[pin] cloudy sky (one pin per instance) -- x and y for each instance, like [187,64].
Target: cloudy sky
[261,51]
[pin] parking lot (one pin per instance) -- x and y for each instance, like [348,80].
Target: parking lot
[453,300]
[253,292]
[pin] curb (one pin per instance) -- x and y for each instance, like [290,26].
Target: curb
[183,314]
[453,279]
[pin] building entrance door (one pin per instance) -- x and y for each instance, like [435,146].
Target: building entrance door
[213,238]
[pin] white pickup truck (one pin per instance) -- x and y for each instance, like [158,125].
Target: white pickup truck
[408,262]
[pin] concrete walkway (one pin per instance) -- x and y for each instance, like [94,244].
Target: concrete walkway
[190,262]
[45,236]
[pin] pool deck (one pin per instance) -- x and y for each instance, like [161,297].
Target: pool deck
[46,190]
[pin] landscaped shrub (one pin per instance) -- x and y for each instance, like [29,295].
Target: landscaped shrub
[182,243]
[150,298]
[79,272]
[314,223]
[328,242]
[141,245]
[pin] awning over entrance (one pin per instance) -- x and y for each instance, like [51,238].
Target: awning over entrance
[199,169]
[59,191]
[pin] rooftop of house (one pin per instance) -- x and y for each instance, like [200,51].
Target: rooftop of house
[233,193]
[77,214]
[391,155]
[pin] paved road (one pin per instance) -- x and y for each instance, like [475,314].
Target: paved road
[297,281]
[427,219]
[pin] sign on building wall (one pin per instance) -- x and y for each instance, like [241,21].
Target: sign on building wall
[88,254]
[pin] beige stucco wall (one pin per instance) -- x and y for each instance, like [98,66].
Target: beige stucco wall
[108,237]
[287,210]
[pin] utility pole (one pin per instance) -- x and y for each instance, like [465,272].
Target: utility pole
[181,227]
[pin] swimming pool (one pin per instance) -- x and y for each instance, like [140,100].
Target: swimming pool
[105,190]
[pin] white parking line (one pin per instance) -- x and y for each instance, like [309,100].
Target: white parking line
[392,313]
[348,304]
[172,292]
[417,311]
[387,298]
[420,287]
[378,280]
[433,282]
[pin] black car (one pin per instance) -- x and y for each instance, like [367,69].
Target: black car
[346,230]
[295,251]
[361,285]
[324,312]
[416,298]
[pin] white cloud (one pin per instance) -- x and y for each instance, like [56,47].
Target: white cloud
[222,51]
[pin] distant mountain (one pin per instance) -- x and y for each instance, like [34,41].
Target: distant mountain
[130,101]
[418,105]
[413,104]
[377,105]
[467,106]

▶ [EXERCISE GOAL] Write out the lines above, starting at the line that contains "[pin] sign on" and ending with the final line, and nothing else; copy them exactly.

▶ [ANSWER TO THE EXERCISE]
[pin] sign on building wall (one pin per instance) -- x and y for each instance, like [241,21].
Target: sign on building wall
[88,254]
[pin] beige stucco wall (one pin per instance) -- x and y for each instance, like [98,66].
Target: beige stucco wall
[108,237]
[287,210]
[pin] utility pole (one pin per instance) -- x and y for each instance, like [465,272].
Target: utility pole
[181,227]
[pin] swimming pool (one pin per instance) -- x and y for each instance, like [140,100].
Target: swimming pool
[105,190]
[pin] white parking line (one pin per instance) -- x and y for each instance, like [309,100].
Target: white parking line
[392,313]
[348,304]
[172,292]
[417,311]
[387,298]
[420,287]
[378,280]
[433,282]
[pin] black car (one pin per instance) -- x and y for each instance, like [367,69].
Target: black car
[346,230]
[295,251]
[361,285]
[324,312]
[416,298]
[pin] white cloud (one pin per instance) -- x and y for each instance, like [56,47].
Target: white cloud
[222,51]
[pin] distant mountain (one pin per instance) -- x and y for each instance, like [34,41].
Target: distant mountain
[130,101]
[418,105]
[413,104]
[377,105]
[467,106]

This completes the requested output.